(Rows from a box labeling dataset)
.....
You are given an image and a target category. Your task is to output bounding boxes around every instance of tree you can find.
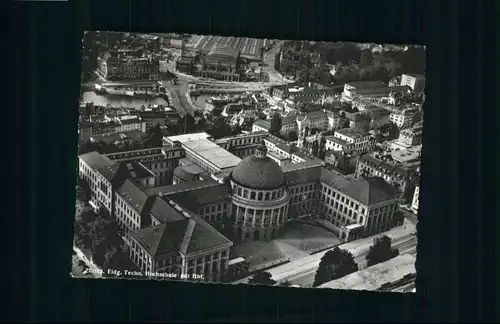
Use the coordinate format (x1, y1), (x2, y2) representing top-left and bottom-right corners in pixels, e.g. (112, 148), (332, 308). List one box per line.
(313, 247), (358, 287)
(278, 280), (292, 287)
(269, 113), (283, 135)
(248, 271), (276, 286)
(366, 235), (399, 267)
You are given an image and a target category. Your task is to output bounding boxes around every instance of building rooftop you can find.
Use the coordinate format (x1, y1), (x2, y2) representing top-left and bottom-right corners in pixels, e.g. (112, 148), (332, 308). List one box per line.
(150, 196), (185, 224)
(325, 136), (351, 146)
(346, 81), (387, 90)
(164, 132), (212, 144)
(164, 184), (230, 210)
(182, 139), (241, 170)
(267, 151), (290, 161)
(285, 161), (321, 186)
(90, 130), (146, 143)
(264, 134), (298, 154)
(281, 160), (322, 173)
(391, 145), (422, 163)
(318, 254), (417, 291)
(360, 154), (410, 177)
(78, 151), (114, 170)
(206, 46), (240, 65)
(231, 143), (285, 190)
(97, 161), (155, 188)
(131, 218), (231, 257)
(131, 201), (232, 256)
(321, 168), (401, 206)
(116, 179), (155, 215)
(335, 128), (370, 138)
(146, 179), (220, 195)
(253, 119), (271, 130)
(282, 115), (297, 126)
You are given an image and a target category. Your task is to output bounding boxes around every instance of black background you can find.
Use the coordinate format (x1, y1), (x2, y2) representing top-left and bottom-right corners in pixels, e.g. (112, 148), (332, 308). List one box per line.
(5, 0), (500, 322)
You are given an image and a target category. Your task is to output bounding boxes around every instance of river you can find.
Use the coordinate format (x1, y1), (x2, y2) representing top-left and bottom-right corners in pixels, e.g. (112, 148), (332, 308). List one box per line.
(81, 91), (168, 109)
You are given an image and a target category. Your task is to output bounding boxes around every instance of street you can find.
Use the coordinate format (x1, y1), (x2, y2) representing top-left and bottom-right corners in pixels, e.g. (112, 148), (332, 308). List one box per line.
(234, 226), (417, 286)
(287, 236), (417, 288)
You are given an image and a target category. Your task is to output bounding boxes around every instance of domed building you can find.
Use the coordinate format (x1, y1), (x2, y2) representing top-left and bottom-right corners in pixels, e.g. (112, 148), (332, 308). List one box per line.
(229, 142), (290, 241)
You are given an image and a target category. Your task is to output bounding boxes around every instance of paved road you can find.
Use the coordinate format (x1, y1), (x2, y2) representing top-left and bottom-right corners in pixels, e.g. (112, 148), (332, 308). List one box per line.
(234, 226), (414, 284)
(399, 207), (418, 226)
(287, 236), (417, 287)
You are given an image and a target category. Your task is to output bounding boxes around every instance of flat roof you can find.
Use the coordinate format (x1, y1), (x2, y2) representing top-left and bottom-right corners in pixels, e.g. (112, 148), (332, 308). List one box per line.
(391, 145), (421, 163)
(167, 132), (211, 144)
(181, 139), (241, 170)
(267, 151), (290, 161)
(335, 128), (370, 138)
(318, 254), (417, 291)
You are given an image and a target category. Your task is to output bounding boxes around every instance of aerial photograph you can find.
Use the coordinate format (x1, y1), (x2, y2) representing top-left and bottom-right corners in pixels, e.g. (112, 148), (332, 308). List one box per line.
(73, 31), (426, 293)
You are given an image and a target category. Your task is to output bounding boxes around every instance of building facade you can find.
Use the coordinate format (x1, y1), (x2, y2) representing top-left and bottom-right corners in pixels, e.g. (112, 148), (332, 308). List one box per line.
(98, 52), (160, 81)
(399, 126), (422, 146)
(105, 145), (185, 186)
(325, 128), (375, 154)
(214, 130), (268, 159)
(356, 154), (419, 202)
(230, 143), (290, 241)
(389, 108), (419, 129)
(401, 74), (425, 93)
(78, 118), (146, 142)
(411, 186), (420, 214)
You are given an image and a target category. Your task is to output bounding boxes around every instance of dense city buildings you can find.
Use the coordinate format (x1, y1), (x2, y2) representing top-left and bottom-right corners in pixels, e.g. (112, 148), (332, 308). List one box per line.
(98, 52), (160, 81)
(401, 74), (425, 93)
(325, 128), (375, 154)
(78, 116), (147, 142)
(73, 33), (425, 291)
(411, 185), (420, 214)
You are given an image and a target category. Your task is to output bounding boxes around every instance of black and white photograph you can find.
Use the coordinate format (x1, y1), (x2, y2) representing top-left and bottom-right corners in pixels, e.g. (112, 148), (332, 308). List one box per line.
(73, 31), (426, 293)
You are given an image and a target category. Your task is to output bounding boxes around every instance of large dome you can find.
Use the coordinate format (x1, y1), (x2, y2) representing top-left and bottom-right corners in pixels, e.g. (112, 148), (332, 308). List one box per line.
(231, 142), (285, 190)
.....
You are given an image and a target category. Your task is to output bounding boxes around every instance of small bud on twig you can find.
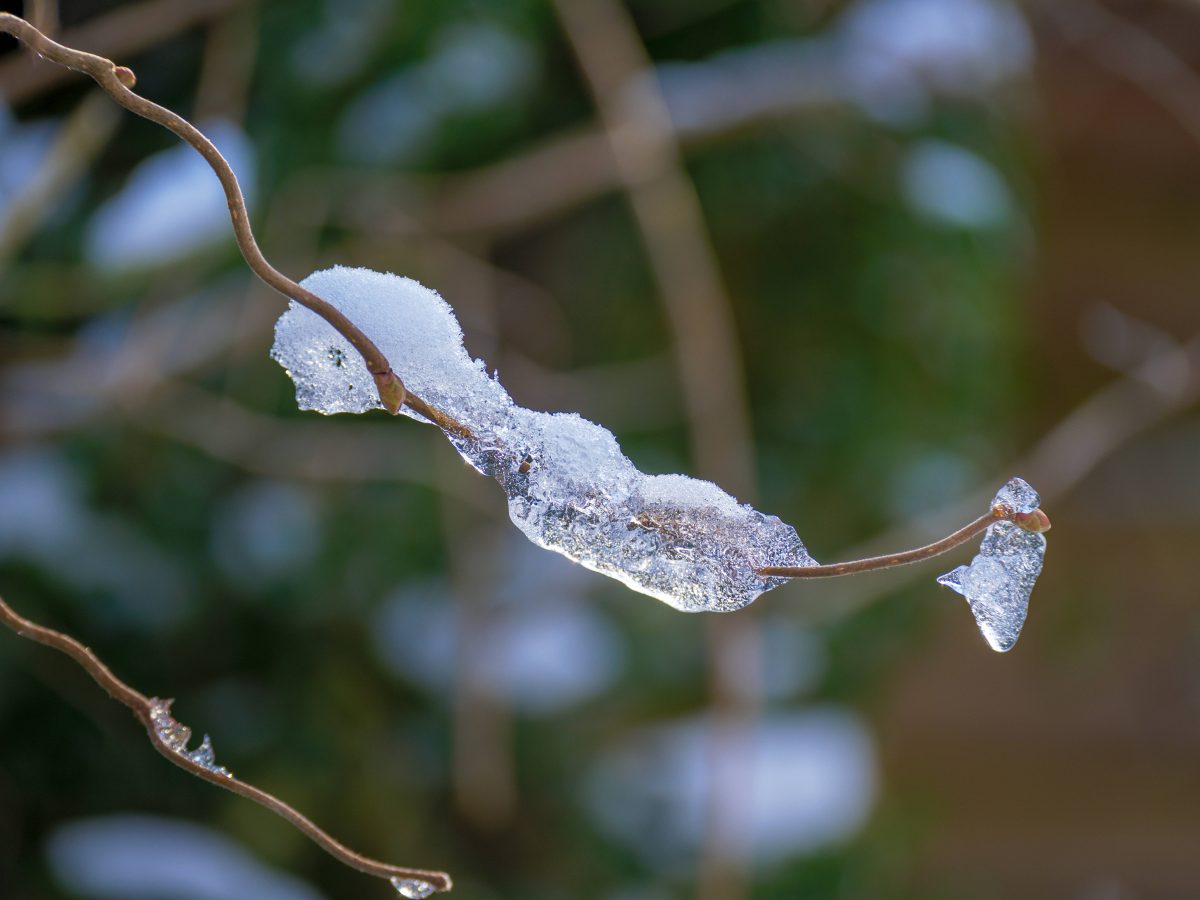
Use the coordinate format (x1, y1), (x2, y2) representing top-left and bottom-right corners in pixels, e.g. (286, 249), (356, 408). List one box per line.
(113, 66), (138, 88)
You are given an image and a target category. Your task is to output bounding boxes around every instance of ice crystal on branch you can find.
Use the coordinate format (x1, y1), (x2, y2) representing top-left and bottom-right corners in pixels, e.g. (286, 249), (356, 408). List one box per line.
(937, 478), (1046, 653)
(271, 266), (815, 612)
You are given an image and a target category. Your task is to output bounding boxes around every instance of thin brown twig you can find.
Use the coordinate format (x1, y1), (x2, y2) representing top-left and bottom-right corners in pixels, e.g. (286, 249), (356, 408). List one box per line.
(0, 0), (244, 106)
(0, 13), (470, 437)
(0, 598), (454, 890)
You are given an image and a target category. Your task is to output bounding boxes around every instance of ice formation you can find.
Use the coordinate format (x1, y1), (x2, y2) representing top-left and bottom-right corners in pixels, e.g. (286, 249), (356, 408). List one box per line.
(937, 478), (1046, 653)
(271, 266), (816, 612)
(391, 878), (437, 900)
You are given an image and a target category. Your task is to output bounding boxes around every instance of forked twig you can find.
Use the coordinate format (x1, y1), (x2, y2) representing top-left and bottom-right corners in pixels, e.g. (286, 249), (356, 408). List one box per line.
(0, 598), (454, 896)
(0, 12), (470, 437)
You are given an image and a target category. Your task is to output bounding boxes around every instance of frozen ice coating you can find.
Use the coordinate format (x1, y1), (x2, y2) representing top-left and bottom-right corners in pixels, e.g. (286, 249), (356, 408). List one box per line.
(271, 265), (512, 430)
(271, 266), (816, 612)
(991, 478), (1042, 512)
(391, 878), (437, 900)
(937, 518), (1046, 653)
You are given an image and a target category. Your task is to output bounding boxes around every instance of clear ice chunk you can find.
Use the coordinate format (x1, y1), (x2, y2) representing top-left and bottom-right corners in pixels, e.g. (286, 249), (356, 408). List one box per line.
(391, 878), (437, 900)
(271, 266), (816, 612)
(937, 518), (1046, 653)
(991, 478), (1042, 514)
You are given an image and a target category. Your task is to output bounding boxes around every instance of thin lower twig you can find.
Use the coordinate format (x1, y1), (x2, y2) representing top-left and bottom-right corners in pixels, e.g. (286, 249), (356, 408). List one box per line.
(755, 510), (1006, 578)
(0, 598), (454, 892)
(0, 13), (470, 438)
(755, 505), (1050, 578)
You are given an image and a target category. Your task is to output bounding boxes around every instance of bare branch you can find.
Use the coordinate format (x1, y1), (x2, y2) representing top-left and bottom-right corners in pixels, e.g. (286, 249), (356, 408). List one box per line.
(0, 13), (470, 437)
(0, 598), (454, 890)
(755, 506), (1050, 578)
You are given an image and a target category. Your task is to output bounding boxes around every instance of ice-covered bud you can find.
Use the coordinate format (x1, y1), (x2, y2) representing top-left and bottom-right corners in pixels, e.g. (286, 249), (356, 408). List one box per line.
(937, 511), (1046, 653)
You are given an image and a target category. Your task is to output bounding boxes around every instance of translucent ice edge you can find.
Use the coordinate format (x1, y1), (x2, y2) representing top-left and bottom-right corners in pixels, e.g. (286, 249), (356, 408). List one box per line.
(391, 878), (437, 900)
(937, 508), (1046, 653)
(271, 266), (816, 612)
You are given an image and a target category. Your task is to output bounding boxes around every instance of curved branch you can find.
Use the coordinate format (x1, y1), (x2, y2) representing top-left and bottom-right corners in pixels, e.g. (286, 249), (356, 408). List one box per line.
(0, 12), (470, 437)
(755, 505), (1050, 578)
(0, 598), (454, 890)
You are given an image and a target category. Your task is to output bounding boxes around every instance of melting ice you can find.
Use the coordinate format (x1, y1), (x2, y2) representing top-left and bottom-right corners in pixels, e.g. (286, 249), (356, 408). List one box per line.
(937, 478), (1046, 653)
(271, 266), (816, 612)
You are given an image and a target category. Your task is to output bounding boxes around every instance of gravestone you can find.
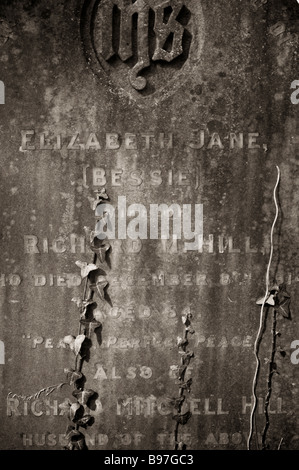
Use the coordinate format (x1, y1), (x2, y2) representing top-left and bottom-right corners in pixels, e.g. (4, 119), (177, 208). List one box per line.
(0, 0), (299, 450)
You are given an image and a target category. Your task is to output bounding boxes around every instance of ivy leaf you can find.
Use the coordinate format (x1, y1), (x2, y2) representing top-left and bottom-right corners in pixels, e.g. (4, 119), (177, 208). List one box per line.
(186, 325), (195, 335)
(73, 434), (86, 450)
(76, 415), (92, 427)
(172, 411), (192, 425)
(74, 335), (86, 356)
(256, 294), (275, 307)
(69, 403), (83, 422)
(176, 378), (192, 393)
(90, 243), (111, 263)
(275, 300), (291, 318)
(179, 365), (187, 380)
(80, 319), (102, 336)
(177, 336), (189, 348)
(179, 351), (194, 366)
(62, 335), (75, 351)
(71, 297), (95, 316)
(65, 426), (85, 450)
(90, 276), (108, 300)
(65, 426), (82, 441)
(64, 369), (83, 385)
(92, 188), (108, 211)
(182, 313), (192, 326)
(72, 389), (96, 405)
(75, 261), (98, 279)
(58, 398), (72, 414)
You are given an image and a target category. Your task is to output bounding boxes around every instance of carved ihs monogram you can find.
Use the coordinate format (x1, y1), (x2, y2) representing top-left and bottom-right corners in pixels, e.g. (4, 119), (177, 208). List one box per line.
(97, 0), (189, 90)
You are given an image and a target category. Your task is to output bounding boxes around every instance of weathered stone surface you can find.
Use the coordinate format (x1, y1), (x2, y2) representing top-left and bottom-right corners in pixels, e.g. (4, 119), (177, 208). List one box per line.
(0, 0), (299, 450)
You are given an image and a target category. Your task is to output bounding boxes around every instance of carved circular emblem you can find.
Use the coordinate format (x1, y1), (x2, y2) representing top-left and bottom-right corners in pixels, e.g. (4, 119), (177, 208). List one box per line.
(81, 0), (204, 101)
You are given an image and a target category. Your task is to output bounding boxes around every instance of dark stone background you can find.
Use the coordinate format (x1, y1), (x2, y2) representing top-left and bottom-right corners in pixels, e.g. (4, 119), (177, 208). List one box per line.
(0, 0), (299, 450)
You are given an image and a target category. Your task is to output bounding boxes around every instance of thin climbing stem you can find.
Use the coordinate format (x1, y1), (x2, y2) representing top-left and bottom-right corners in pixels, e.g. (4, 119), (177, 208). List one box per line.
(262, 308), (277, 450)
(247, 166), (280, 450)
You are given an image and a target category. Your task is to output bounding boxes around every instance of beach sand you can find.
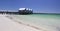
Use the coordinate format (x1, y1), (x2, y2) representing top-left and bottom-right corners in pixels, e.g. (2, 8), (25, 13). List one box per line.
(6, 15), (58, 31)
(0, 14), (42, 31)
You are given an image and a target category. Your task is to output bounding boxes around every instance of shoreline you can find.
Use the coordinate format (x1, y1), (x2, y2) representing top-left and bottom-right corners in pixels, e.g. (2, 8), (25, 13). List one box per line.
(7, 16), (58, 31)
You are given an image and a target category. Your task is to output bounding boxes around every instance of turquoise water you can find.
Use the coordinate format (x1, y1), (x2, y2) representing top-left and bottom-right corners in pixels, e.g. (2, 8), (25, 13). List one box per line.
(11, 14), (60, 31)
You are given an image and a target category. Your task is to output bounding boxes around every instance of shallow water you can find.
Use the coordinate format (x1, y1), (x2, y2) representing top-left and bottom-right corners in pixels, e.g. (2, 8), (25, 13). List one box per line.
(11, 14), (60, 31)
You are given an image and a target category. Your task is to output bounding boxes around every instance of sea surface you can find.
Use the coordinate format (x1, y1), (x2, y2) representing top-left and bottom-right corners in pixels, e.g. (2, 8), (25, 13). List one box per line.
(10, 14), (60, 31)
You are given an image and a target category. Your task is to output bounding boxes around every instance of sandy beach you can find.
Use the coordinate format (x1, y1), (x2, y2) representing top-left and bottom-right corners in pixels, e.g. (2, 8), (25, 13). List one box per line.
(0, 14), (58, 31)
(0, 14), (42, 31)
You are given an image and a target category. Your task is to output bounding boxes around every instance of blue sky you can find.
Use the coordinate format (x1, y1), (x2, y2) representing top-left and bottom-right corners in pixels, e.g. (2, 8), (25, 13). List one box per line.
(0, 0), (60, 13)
.....
▸ TO BE DONE:
Pull out and copy every line of the entries that contains the string "carved". Treat uppercase and lowercase letters as different.

▸ RESULT:
You are given an image and a target category. Your task is to output bounding boxes around every instance of carved ihs monogram you can find.
You are given an image and a target category. Your task is to output bounding boxes around every instance of carved circular emblem you can find.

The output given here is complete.